# [Document segment]
▽
RZD Arena () is a football stadium in Moscow, Russia. Formerly known as Lokomotiv Stadium, it is the home stadium of Lokomotiv Moscow and was the home ground of the Russian national team for the 2010 FIFA World Cup qualification matches.  The stadium was reconstructed in 2002 and holds 27,084 people, all seated. The reconstruction of the stadium was funded by the Russian Transportation Ministry at a cost of $150–170 million.

History

Stalinets
In 1935, at the site where the Lokomotiv Stadium resides today, an electric workers union decided to build a stadium which was named "Stalinets" or "Stalinist Stadium". At the time, Stalinets held about 30,000 spectators.

Development of Lokomotiv Stadium
After holding several matches, Stalinets was demolished to make way for a more modern stadium. Thus, Lokomotiv stadium was built. It was opened on 17 August 1966 with a capacity of 30,000 people. However, in the mid-1990s the capacity of the stadium was reduced by 6,000 to 24,000, as the wooden benches were replaced by plastic seats.

The inaugural match played at Lokomotiv Stadium was between Lokomotiv Moscow and Dynamo Kiev. As years rolled on, Lokomotiv held several important matches such as Russian National team home matches, Lokomotiv matches and others. The stadium also played host to a European Cup Qualifier between FC Spartak Moscow and Swiss club FC Sion. The match finished 2-2; however, the Swiss club then had UEFA to measure the posts for compliance with international standards. Indeed, the size of the posts were shown to infringe international standards. Eventually, UEFA ordered a replay, which Spartak won 5-1.
△
# [Working data]
▽
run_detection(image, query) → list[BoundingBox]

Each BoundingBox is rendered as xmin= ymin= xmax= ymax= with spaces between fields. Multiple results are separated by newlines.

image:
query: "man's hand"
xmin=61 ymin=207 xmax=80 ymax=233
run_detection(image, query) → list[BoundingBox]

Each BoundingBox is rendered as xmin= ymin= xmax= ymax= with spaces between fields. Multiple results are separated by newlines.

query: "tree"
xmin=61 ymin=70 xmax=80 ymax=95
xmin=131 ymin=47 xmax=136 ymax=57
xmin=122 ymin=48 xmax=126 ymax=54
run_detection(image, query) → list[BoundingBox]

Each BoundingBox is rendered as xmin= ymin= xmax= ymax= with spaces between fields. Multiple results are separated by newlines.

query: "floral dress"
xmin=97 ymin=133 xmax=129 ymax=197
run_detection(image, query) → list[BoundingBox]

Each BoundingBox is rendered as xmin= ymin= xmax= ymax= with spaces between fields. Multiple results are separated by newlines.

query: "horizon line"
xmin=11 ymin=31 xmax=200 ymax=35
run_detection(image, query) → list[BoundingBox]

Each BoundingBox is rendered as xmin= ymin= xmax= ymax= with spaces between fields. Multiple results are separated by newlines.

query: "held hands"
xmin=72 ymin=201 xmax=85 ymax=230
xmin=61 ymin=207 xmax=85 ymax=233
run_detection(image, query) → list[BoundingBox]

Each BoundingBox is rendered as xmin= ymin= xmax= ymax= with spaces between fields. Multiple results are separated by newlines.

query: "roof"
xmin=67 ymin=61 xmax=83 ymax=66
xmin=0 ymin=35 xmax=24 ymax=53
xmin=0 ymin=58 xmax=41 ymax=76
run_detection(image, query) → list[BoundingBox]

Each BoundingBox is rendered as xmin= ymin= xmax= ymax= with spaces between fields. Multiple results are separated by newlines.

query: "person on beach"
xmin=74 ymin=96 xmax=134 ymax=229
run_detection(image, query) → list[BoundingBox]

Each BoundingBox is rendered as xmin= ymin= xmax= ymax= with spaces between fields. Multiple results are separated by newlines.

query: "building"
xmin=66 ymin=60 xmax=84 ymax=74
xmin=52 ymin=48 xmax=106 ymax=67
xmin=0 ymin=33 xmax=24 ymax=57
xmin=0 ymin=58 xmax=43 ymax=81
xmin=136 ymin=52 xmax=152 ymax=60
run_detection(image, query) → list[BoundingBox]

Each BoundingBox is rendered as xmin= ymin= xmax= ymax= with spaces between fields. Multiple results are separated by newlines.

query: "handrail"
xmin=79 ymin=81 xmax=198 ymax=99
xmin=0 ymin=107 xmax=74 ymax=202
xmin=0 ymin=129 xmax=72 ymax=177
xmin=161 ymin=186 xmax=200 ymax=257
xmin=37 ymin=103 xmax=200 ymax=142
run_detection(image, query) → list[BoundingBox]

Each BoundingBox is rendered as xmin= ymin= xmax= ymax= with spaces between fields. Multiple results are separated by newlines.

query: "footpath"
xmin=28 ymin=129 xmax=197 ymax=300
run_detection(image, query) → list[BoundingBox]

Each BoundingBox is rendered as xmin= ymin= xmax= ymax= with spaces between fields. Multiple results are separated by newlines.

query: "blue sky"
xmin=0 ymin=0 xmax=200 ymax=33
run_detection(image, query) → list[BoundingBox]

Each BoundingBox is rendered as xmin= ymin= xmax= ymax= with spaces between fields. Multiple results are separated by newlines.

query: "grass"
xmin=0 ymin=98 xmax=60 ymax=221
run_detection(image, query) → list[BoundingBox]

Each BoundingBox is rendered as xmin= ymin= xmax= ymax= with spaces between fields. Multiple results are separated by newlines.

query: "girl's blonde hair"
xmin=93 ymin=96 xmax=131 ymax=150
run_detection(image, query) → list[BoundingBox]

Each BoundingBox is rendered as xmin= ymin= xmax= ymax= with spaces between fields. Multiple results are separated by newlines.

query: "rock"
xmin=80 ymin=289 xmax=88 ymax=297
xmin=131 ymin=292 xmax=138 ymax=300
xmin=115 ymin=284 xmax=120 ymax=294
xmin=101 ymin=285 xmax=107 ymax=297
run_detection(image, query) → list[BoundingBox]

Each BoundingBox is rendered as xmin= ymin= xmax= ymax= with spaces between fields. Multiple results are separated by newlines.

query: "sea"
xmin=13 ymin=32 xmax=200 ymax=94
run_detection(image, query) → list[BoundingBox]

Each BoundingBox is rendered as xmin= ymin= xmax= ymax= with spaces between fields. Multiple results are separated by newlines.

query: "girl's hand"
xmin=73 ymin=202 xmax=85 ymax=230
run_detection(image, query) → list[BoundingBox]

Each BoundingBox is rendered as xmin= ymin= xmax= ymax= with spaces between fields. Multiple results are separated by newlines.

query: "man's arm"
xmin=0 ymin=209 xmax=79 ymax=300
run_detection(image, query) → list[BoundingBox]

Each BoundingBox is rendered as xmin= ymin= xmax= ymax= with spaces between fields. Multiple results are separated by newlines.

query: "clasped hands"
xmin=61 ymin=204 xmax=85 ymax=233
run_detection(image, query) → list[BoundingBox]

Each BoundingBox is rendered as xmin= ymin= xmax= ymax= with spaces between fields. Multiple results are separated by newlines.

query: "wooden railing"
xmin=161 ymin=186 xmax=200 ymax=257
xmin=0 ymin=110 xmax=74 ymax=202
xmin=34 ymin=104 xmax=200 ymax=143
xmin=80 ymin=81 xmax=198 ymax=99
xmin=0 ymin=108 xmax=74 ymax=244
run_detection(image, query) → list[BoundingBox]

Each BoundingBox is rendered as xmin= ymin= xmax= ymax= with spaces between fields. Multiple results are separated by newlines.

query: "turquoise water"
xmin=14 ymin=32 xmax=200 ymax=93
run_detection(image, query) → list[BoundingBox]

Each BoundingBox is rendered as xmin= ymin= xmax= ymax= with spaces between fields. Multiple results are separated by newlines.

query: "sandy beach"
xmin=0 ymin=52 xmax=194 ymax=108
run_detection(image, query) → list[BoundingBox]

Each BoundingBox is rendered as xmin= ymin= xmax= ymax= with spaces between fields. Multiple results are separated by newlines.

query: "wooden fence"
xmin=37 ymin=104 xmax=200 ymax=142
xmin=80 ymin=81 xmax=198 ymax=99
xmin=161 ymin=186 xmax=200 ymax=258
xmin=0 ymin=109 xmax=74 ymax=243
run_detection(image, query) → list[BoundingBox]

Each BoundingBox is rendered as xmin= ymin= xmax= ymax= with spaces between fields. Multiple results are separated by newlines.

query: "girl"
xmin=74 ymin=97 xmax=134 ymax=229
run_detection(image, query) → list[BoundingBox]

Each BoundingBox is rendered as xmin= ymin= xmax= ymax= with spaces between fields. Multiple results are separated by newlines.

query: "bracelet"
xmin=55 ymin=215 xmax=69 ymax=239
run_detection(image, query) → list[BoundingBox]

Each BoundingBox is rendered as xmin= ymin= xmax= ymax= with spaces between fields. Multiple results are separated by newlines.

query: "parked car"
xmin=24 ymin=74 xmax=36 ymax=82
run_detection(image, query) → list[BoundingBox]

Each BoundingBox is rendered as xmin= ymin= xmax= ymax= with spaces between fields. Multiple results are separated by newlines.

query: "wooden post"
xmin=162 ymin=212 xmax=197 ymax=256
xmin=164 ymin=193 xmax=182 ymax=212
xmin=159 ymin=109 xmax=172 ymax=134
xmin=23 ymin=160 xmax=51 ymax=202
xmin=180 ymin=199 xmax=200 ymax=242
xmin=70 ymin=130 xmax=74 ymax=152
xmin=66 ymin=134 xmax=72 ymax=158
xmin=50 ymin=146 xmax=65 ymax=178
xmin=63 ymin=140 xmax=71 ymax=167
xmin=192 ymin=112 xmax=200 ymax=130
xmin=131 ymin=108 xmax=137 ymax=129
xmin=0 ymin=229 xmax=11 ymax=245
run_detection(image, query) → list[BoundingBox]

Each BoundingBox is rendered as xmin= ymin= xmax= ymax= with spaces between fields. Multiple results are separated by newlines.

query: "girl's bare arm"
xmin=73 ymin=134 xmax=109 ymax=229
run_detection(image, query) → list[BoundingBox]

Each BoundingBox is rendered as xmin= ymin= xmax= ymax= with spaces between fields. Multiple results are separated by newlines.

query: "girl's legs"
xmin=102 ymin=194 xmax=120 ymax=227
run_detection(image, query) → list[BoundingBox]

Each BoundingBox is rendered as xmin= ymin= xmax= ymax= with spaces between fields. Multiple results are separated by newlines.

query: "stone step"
△
# [Goals]
(a) In the records, starting with the first line and going on through the line with "xmin=61 ymin=207 xmax=85 ymax=233", change "floral dress" to "patterned dress" and write those lines out again with nothing else altered.
(b) Write what comes next in the article on the Moscow stadium, picking up after its final sentence.
The records have no connection to the article on the Moscow stadium.

# [Answers to the exercises]
(a)
run_detection(image, query) → list[BoundingBox]

Each BoundingBox is rendered as xmin= ymin= xmax= ymax= with spaces between fields. Multiple results are separated by newlines.

image:
query: "man's hand"
xmin=61 ymin=207 xmax=80 ymax=233
run_detection(image, query) → list[BoundingBox]

Each BoundingBox is rendered as xmin= ymin= xmax= ymax= with spaces between fields. Multiple results are separated by newlines.

query: "tree"
xmin=61 ymin=70 xmax=80 ymax=95
xmin=131 ymin=47 xmax=136 ymax=57
xmin=122 ymin=48 xmax=126 ymax=54
run_detection(image, query) → list[BoundingBox]

Each BoundingBox is rendered as xmin= ymin= xmax= ymax= with spaces between fields. Multiple results are separated by newlines.

query: "patterned dress"
xmin=97 ymin=133 xmax=129 ymax=197
run_detection(image, query) → list[BoundingBox]

Each BoundingBox is rendered as xmin= ymin= xmax= ymax= with spaces between fields. Multiple results are separated by newlines.

query: "horizon line"
xmin=11 ymin=31 xmax=200 ymax=35
run_detection(image, query) → list[BoundingBox]

Each BoundingBox is rendered as xmin= ymin= xmax= ymax= with spaces between fields. Multiple results are separated by newlines.

query: "held hands"
xmin=72 ymin=201 xmax=85 ymax=230
xmin=61 ymin=207 xmax=85 ymax=233

(b)
Reconstruction 
The Lokomotiv Moscow board felt that a new stadium would be the best option. The construction was backed by the Russian Transport Ministry. The new stadium held its first match on July 5, 2002. 

On 5 August 2017, Lokomotiv announced that the stadium has been renamed to RZD Arena following a deal with Russian Railways.

Description

Lokomotiv was designed solely for football matches and thus has no running tracks. In all the stadium holds 30,000 people. Moreover, beside the stadium one can find the Minor Sports Arena Lokomotiv.

Concerts
Depeche Mode performed at the stadium on 22 June 2013 during their Delta Machine Tour.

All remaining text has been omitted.